→ Exercise text
============================================================
FIGHTING HUNGER: The Referral Connection, a Wakefield chapter of Business Network International, is supporting the Wakefield Interfaith Food Pantry this holiday season with its second annual Food for Friends drive.
Through the drive, the Referral Connection provides the pantry with at least $500 in food donations by chapter members, plus a $100 cash contribution.
Referral Connection members are also contacting clients, associates, friends, and family, encouraging them to support the food pantry.
“The Wakefield Interfaith Food Pantry provides an important service to the community,” said Joe Babcock, president of the Referral Connection. “We are a group of small businesses in and around Wakefield, and we want to support their work any way we can. In addition to our individual donations, we’re trying to spread the word to others in the area.”
“We really appreciate the generous donation from the Referral Connection and Business Network International,” said Maureen Miller, operations director of the food pantry. “Our community pantry works because of the terrific support we have from local businesses and organizations in the area. It’s this type of team effort that enables us to help our neighbors in need.”
The volunteer-run pantry, which is funded entirely through donations, provides food for needy families and individuals in Wakefield. Each month, approximately 350 households are served.
The pantry is on the lower level of the Americal Civic Center, 467 Main St., and accepts non-perishable food donations in the drop-off box there.
For a list of preferred food items and additional information visit wifoodpantry.org.
A HEALING APP: Marissa Eisen, a third-grader at Cohen Hillel Academy in Marblehead, is one of 12 grand-prize winners from around the United States in the Voices and Visions program.
Children ages 7 to 12 from across the country were invited to create a drawing, painting, or collage expressing their idea of tikkun olam, a Hebrew phrase that means repairing the world.
Eisen, 8, of Salem, created a poster with a Fight Famine app.
“People who connect to this app will find ways to stop world hunger,” Eisen said. “When we repair the world, we also connect to others.”
PJ Library is a free Jewish book and CD-of-the-month club for children ages 6 months to 8 years. It sends about 100,000 books monthly to Jewish children in 185 communities in North America.
Free subscriptions to PJ Library for Jewish children in the community are made possible with funding from the Robert I. Lappin Charitable Foundation and Cohen Hillel Academy, and by a grant from the Jewish Federation of the North Shore.
For more information about PJ Library or to register, contact Phyllis Osher at 978-740-4404 or e-mail firstname.lastname@example.org.
WHO’S WHAT WHERE: Kevin F. Smith, president and CEO of Winchester Hospital, has been named president of the Massachusetts Council of Community Hospitals. The nonprofit’s primary focus is advocacy for the advancement of community medicine and community hospitals. The council consists of 23 community hospitals from throughout the state that collectively handle more than 25 percent of acute care hospital admissions. . . . The Women of Northern Essex Community College recently held a fashion show at the Lanam Club in Andover featuring the fashions of Cristina’s and Dino International Furs, both of Andover. About $3,400 was raised to benefit the Women of NECC Scholarships.
============================================================
→ Given records

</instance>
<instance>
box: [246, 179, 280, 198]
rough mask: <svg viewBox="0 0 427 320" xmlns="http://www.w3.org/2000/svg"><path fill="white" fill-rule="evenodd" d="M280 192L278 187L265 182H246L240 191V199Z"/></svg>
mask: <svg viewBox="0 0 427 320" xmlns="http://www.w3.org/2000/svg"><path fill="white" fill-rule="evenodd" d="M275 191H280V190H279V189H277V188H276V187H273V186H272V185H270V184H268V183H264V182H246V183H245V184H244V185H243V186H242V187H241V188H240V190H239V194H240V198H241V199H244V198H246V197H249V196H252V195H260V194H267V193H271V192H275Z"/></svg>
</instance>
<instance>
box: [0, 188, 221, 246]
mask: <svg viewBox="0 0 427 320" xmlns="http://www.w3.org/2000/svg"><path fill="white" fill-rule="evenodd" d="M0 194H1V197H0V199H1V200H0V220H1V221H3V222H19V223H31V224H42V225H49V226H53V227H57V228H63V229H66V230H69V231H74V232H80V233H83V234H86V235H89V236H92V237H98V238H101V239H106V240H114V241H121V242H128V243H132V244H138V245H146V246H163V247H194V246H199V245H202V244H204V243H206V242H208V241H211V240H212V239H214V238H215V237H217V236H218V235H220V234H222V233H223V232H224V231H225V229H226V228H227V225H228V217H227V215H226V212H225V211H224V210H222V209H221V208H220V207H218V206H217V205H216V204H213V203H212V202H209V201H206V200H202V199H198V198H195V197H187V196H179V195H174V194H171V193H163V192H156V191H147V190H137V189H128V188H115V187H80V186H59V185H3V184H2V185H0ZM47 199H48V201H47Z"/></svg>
============================================================
→ Problem details
In the community news text, about how many households does the Wakefield Interfaith Food Pantry serve each month? The data plays no part in this exercise.

→ Result of this task
Approximately 350 households.